* _Passage to read_:
[START]
# LSTM Model Training for RUL Prediction (PyTorch)

**Objective:** Build and train an LSTM neural network to predict Remaining Useful Life (RUL)

**Steps:**
1. Load preprocessed data
2. Build LSTM model architecture with PyTorch
3. Train model with early stopping ( In Progress )
4. Evaluate performance (RMSE, MAE) ( In Progress )
5. Visualize predictions and training history ( In Progress )
6. Save trained model and extract latent features for XGBoost ( In Progress )

In [None]:
# --------------------------------------------------------------------------
# Import required libraries for deep learning and visualization
# --------------------------------------------------------------------------

import numpy as np
import pandas as pd
import matplotlib.pyplot as plt
import seaborn as sns
import pickle
import os

import torch
import torch.nn as nn
import torch.optim as optim
from torch.utils.data import TensorDataset, DataLoader
from sklearn.metrics import mean_squared_error, mean_absolute_error, r2_score

import warnings
warnings.filterwarnings('ignore')
[END]
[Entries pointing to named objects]
[START]
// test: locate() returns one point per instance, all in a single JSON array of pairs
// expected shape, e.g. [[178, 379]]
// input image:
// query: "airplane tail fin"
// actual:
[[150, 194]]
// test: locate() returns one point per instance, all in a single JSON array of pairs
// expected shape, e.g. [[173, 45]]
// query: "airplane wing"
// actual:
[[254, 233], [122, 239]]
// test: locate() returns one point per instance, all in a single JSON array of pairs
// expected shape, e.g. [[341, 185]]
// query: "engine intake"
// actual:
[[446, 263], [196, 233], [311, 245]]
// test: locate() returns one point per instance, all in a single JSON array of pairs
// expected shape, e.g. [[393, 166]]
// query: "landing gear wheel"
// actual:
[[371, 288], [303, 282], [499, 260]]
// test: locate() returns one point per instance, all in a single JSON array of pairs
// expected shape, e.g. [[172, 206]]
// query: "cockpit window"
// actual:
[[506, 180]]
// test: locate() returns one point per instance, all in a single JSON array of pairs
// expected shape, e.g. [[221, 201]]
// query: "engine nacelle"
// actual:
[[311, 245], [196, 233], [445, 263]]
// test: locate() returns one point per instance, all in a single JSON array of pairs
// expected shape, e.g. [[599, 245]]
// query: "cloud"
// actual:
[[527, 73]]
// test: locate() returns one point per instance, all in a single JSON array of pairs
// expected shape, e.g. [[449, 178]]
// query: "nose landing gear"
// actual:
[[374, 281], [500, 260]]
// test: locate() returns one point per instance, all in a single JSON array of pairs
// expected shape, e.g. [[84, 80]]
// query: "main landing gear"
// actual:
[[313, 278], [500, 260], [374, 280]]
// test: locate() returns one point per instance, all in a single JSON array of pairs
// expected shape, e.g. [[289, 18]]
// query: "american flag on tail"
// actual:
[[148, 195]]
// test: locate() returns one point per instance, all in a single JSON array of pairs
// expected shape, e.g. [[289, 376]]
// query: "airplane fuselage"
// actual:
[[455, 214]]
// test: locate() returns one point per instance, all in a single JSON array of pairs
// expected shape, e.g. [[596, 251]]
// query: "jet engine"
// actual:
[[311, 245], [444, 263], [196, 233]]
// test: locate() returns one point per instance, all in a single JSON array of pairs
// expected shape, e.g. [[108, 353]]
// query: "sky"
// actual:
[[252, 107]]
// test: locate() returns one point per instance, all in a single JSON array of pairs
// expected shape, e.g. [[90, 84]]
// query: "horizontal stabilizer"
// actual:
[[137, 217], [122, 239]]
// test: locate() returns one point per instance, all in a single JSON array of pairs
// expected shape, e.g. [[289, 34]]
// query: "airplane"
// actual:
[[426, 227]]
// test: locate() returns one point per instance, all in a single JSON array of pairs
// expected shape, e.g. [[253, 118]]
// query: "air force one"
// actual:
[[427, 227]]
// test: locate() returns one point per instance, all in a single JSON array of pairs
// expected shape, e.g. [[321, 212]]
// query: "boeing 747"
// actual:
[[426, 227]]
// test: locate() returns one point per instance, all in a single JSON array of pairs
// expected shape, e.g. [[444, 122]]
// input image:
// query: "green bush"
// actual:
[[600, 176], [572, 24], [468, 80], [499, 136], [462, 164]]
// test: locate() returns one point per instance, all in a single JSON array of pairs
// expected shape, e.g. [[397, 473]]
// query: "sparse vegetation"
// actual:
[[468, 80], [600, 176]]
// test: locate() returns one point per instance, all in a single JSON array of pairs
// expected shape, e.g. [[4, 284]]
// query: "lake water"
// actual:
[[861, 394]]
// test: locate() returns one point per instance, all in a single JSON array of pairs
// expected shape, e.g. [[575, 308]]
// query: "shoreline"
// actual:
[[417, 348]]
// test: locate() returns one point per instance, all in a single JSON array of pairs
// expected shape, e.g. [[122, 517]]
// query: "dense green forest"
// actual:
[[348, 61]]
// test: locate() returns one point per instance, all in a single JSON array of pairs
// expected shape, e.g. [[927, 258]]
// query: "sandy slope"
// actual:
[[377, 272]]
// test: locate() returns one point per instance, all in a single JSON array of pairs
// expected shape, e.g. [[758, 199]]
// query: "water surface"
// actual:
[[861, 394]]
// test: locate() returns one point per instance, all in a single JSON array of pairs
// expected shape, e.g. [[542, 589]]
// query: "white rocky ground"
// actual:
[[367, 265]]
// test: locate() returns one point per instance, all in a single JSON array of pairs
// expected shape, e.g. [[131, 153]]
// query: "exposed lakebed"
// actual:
[END]
* _Tasks_:
a) According to the LSTM training page, which two metrics are used to evaluate performance?
b) Replace "landing gear" with "undercarriage" in the listing, starting at its first line and ending at the line that contains "[[148, 195]]", and give only those lines again with everything else unchanged.

* _Written responses_:
a) RMSE and MAE.

b)
// test: locate() returns one point per instance, all in a single JSON array of pairs
// expected shape, e.g. [[178, 379]]
// input image:
// query: "airplane tail fin"
// actual:
[[150, 194]]
// test: locate() returns one point per instance, all in a single JSON array of pairs
// expected shape, e.g. [[173, 45]]
// query: "airplane wing"
// actual:
[[254, 233], [122, 239]]
// test: locate() returns one point per instance, all in a single JSON array of pairs
// expected shape, e.g. [[341, 185]]
// query: "engine intake"
// actual:
[[446, 263], [196, 233], [311, 245]]
// test: locate() returns one point per instance, all in a single JSON array of pairs
// expected shape, e.g. [[393, 166]]
// query: "undercarriage wheel"
// actual:
[[371, 288], [303, 282], [499, 260]]
// test: locate() returns one point per instance, all in a single JSON array of pairs
// expected shape, e.g. [[172, 206]]
// query: "cockpit window"
// actual:
[[506, 180]]
// test: locate() returns one point per instance, all in a single JSON array of pairs
// expected shape, e.g. [[221, 201]]
// query: "engine nacelle"
// actual:
[[311, 245], [196, 233], [445, 263]]
// test: locate() returns one point per instance, all in a single JSON array of pairs
// expected shape, e.g. [[599, 245]]
// query: "cloud"
// actual:
[[527, 73]]
// test: locate() returns one point per instance, all in a single JSON array of pairs
// expected shape, e.g. [[449, 178]]
// query: "nose undercarriage"
// actual:
[[374, 281], [500, 260]]
// test: locate() returns one point per instance, all in a single JSON array of pairs
// expected shape, e.g. [[84, 80]]
// query: "main undercarriage"
// actual:
[[313, 278], [500, 260], [374, 280]]
// test: locate() returns one point per instance, all in a single JSON array of pairs
// expected shape, e.g. [[289, 18]]
// query: "american flag on tail"
// actual:
[[148, 195]]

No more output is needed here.